▸ **AVAILABLE RECORDS**:
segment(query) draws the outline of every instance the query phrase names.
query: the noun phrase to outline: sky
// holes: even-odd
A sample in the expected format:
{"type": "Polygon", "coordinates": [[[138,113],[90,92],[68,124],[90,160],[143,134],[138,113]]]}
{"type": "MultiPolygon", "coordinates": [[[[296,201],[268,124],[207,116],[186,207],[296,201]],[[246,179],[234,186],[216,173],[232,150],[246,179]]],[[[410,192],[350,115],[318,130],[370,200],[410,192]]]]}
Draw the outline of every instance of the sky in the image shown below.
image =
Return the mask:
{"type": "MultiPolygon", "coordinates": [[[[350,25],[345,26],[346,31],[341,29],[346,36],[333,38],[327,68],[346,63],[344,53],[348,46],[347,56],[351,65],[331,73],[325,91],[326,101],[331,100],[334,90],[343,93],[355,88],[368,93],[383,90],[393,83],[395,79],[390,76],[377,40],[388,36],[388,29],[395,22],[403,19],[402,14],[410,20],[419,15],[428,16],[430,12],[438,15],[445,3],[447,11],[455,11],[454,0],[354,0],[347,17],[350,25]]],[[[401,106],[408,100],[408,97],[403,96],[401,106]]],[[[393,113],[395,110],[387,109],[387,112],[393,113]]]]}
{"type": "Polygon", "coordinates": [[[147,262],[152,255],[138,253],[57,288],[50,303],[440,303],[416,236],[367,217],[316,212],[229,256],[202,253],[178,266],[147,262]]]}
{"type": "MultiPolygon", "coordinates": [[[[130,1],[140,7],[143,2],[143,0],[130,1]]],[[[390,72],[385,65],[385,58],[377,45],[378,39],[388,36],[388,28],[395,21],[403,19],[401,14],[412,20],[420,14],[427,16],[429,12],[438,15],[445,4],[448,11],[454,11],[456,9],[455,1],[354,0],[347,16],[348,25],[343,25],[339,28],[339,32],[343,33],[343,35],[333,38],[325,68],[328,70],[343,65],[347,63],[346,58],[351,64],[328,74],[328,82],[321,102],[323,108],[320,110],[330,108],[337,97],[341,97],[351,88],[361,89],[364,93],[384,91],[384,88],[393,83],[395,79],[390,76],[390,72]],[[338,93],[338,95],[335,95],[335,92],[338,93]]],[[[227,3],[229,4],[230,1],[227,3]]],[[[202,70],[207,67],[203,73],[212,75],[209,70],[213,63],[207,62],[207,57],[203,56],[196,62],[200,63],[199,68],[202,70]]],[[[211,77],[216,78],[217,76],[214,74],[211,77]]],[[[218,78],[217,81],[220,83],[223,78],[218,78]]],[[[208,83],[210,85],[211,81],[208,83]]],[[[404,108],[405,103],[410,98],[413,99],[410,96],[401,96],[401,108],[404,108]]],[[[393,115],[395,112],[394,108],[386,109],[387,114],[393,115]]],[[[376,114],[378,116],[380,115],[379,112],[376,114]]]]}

▸ **WORK REQUIRED**: Lay out every line of the listing above as a JSON list of strings, one string per line, leaving out blank lines.

▸ **THE OUTPUT**:
[
  "segment(query) draws the outline of every instance the query phrase names.",
  "query: the noun phrase to outline: sky",
  "// holes: even-odd",
  "A sample in the expected format:",
  "{\"type\": \"Polygon\", \"coordinates\": [[[138,113],[90,92],[68,124],[90,160],[143,134],[138,113]]]}",
  "{\"type\": \"MultiPolygon\", \"coordinates\": [[[[296,201],[268,124],[207,116],[186,207],[296,201]],[[246,179],[234,186],[216,173],[232,150],[246,179]]],[[[410,192],[350,115],[318,130],[370,200],[410,192]]]]}",
  "Draw the outline of every instance of the sky in the image shown below.",
  "image =",
  "Return the mask:",
  "{\"type\": \"MultiPolygon\", \"coordinates\": [[[[350,25],[345,26],[346,31],[341,29],[346,36],[333,38],[327,68],[346,63],[344,53],[348,46],[347,56],[351,65],[331,73],[325,91],[326,101],[331,100],[334,90],[343,93],[355,88],[368,93],[383,90],[393,83],[395,79],[390,76],[377,40],[388,36],[388,29],[395,22],[403,19],[402,14],[410,20],[419,15],[428,16],[430,12],[438,15],[445,3],[447,11],[455,11],[454,0],[354,0],[347,17],[350,25]]],[[[401,106],[408,100],[408,97],[403,96],[401,106]]],[[[393,113],[395,110],[387,109],[387,112],[393,113]]]]}",
  "{\"type\": \"Polygon\", \"coordinates\": [[[147,262],[152,255],[138,253],[57,288],[50,303],[440,303],[416,236],[367,217],[316,212],[229,256],[202,253],[178,266],[147,262]]]}",
  "{\"type\": \"MultiPolygon\", \"coordinates\": [[[[130,1],[140,7],[143,2],[143,0],[130,1]]],[[[390,72],[385,65],[385,58],[377,45],[378,39],[388,36],[388,28],[395,21],[403,19],[401,14],[412,20],[420,14],[427,16],[429,12],[438,15],[445,4],[448,11],[454,11],[456,9],[455,1],[354,0],[347,16],[348,25],[343,25],[339,28],[339,32],[343,33],[343,35],[333,38],[325,68],[328,70],[343,65],[347,63],[346,58],[351,64],[328,74],[328,82],[321,102],[323,108],[320,110],[330,108],[337,97],[341,97],[351,88],[361,89],[364,93],[384,91],[384,88],[393,83],[395,79],[390,76],[390,72]],[[338,93],[338,95],[335,95],[335,92],[338,93]]],[[[227,3],[229,4],[230,1],[227,3]]],[[[202,70],[207,67],[203,73],[212,75],[209,70],[213,63],[207,62],[207,57],[203,56],[196,62],[200,63],[199,68],[202,70]]],[[[211,77],[216,78],[217,76],[214,74],[211,77]]],[[[218,78],[217,81],[220,83],[223,78],[218,78]]],[[[208,83],[210,85],[211,81],[208,83]]],[[[404,108],[405,103],[410,98],[413,99],[410,96],[401,96],[401,108],[404,108]]],[[[393,115],[395,112],[394,108],[386,109],[387,114],[393,115]]],[[[376,114],[378,116],[380,115],[379,112],[376,114]]]]}"
]